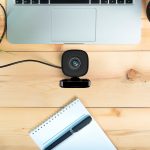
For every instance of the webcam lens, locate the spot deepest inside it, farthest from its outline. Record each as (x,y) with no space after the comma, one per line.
(74,63)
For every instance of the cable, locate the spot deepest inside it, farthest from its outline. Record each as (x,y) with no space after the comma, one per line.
(5,25)
(21,61)
(29,60)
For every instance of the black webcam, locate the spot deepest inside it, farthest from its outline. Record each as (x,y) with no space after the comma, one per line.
(75,63)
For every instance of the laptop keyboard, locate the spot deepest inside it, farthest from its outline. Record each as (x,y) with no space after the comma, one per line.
(74,2)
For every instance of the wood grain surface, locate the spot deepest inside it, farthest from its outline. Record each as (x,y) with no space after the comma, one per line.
(119,98)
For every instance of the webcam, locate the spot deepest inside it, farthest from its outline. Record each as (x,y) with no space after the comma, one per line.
(75,63)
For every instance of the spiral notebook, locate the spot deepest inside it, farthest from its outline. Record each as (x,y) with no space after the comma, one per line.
(88,138)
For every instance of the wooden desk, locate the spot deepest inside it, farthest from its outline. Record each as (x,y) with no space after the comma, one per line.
(119,97)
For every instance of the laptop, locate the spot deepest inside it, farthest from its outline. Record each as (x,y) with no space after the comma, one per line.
(74,21)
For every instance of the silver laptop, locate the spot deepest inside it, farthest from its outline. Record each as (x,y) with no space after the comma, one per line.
(74,21)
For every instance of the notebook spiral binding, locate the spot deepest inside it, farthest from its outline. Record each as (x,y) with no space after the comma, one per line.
(53,117)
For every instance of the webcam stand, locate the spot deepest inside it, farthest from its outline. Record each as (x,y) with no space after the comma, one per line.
(75,83)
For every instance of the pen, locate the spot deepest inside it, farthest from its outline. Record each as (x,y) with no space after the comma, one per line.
(75,128)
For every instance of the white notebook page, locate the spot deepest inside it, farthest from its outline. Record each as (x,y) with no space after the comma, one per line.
(91,137)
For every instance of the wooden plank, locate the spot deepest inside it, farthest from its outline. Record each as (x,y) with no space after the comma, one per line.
(108,73)
(143,45)
(127,128)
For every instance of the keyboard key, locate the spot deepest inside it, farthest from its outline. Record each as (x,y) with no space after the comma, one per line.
(44,1)
(129,1)
(94,1)
(69,1)
(112,1)
(120,1)
(104,1)
(35,1)
(18,1)
(26,1)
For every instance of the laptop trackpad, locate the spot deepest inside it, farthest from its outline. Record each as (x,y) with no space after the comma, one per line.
(73,25)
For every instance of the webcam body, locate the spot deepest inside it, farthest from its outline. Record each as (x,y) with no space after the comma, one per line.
(75,63)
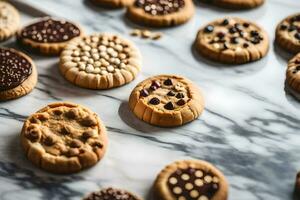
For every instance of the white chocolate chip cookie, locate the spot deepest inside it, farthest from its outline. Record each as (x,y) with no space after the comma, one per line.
(100,61)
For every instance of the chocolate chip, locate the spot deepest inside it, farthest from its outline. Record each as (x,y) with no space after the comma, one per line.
(171,93)
(209,29)
(168,82)
(154,101)
(181,102)
(180,95)
(169,106)
(234,40)
(225,22)
(89,121)
(144,93)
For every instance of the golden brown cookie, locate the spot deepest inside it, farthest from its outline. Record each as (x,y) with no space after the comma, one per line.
(18,75)
(100,61)
(113,3)
(111,194)
(232,40)
(166,100)
(161,13)
(236,4)
(48,35)
(293,76)
(9,20)
(64,138)
(190,180)
(288,34)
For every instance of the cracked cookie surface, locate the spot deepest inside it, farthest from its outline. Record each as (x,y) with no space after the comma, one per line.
(100,61)
(190,180)
(166,100)
(232,41)
(64,138)
(161,13)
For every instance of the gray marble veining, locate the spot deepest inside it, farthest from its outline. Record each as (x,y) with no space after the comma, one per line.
(249,129)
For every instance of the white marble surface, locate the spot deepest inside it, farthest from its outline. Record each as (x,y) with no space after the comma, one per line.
(249,129)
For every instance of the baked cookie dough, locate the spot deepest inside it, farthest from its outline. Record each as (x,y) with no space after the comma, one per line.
(236,4)
(190,180)
(113,3)
(288,34)
(48,35)
(293,76)
(100,61)
(161,13)
(18,75)
(232,40)
(64,138)
(166,100)
(111,194)
(9,20)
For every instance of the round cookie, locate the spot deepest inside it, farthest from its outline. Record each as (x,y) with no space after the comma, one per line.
(232,41)
(111,194)
(190,180)
(293,76)
(64,138)
(113,3)
(166,100)
(161,13)
(100,61)
(236,4)
(9,20)
(48,35)
(18,75)
(288,34)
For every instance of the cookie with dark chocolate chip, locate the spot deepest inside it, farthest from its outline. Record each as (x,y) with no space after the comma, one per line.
(236,4)
(111,194)
(18,74)
(48,35)
(64,142)
(288,34)
(166,100)
(161,13)
(190,180)
(232,40)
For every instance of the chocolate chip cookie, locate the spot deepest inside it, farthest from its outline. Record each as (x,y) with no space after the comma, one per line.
(100,61)
(236,4)
(18,75)
(288,34)
(293,76)
(9,20)
(232,41)
(113,3)
(111,194)
(166,100)
(64,138)
(190,180)
(161,13)
(48,35)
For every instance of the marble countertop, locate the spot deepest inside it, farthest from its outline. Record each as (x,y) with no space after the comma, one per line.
(249,129)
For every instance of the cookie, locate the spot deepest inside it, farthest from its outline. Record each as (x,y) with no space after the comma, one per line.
(161,13)
(190,180)
(18,75)
(166,100)
(232,41)
(64,138)
(100,61)
(113,3)
(9,20)
(48,35)
(288,34)
(111,194)
(236,4)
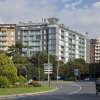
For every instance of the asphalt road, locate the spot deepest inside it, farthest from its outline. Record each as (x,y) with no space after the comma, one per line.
(65,91)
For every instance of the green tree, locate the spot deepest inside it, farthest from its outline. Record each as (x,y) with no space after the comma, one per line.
(7,68)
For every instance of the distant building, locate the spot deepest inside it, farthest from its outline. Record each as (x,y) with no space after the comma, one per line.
(95,50)
(7,36)
(53,38)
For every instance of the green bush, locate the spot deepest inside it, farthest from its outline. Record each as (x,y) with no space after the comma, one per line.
(4,82)
(22,79)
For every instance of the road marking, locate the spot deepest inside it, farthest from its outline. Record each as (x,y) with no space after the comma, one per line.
(77,90)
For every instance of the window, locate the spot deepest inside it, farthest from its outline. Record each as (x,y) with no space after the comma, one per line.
(12,38)
(18,33)
(12,33)
(38,37)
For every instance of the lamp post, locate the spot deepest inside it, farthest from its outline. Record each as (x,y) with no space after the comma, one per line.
(58,70)
(39,67)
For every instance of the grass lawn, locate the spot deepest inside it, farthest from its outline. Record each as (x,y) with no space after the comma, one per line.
(9,91)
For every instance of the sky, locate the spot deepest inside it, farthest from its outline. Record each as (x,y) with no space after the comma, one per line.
(78,15)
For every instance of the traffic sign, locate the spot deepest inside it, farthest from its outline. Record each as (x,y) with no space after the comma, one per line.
(75,71)
(47,64)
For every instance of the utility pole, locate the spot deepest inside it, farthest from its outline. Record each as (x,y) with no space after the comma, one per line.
(58,70)
(39,67)
(48,65)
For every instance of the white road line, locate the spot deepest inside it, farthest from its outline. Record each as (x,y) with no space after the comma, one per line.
(77,90)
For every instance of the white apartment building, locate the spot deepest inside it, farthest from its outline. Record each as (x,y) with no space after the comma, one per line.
(55,39)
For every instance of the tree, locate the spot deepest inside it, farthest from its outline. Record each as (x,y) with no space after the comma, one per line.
(7,68)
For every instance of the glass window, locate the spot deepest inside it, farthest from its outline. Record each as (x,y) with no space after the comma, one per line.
(38,37)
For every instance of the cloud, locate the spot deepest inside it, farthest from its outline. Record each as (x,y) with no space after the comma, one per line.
(96,4)
(80,19)
(65,0)
(73,5)
(84,19)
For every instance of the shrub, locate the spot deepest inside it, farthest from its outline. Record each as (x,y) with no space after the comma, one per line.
(35,84)
(22,79)
(4,82)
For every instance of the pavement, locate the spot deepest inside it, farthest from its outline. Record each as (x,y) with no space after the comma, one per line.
(65,91)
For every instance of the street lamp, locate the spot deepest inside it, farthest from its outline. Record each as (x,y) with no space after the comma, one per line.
(39,67)
(58,69)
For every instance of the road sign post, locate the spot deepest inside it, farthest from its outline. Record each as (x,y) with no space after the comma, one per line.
(76,73)
(48,70)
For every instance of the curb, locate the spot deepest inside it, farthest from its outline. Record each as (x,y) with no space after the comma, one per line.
(26,94)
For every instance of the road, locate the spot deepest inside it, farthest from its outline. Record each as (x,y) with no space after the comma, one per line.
(65,91)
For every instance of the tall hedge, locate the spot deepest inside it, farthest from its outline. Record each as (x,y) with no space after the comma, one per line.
(7,68)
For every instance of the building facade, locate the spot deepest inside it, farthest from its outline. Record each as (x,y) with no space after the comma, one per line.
(7,36)
(95,50)
(53,38)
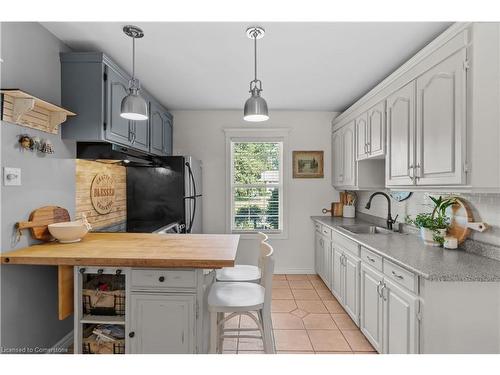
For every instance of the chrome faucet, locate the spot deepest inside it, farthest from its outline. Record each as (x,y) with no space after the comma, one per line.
(390,220)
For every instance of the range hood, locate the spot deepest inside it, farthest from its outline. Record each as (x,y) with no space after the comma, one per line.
(108,151)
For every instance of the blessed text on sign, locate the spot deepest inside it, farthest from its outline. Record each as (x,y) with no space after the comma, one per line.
(102,193)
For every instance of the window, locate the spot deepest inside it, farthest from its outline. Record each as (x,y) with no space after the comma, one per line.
(256,185)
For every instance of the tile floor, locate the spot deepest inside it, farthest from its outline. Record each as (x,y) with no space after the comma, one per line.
(306,319)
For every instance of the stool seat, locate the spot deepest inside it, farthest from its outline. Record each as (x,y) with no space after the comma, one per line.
(235,297)
(240,272)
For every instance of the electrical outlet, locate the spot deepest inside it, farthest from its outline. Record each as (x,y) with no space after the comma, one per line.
(11,176)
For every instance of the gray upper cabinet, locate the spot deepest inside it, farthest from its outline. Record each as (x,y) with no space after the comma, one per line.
(94,86)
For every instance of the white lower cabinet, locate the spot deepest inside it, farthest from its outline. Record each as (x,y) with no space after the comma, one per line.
(162,323)
(345,280)
(351,286)
(388,316)
(323,257)
(338,271)
(400,320)
(318,253)
(371,309)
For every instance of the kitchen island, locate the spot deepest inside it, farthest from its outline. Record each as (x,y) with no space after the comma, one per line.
(159,284)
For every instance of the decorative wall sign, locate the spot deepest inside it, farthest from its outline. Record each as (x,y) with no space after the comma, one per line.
(102,193)
(308,164)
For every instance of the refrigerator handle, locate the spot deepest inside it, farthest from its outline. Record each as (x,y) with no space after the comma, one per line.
(188,228)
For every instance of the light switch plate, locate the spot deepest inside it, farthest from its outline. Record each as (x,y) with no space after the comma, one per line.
(11,176)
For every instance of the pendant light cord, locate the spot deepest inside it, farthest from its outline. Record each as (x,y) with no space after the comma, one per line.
(255,53)
(133,57)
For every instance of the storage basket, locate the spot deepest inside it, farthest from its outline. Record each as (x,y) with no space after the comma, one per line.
(97,302)
(93,346)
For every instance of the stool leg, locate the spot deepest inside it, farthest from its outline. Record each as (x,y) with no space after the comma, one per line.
(213,333)
(220,332)
(267,336)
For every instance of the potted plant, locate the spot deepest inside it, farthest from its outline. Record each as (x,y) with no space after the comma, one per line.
(433,225)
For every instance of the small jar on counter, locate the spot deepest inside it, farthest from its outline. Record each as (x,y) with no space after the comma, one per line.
(450,242)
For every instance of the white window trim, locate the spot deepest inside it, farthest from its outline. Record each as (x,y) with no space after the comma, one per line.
(259,135)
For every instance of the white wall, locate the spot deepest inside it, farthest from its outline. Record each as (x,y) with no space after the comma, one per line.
(200,134)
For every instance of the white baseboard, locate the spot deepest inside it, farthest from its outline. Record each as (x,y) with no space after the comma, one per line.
(62,345)
(294,271)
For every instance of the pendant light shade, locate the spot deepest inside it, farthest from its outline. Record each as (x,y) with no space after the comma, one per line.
(133,106)
(255,109)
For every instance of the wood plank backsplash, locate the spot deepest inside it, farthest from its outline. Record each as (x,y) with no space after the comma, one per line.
(86,170)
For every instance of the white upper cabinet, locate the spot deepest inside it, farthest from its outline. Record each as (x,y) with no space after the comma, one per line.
(348,160)
(401,136)
(337,164)
(441,120)
(376,131)
(343,154)
(361,137)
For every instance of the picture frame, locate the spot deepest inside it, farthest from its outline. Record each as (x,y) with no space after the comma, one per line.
(308,164)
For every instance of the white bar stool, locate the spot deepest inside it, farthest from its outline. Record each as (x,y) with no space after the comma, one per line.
(243,272)
(242,298)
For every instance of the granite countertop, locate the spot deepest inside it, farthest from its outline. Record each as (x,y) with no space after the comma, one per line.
(408,251)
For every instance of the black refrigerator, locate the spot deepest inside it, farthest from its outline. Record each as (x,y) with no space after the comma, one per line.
(165,195)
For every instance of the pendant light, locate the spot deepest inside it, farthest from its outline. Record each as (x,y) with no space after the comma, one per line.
(255,107)
(134,107)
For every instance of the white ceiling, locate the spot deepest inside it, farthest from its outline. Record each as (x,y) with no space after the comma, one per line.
(303,66)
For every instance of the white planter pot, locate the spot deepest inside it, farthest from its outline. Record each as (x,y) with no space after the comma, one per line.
(428,234)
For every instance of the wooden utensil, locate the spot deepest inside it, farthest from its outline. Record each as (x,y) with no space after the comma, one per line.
----
The output must consist solely of the lines from the one containing "For every instance of the white ceiling, locate" through the end of the listing, unaltered.

▶ **RESPONSE BOX**
For every instance of the white ceiling, locate the spot deepest inside it, farthest from its outline. Record each as (x,y) with no space after the comma, one per line.
(303,66)
For every instance of the white planter pot, locate the spot deepest inside it, farthest from its outline. Record each as (x,y) with no space after the comma, one per line.
(428,234)
For every instance of the wooden utensil, locate the spot deepest inside it, farthest from its outline. Record each as (x,y) with no space after the comma, one per line.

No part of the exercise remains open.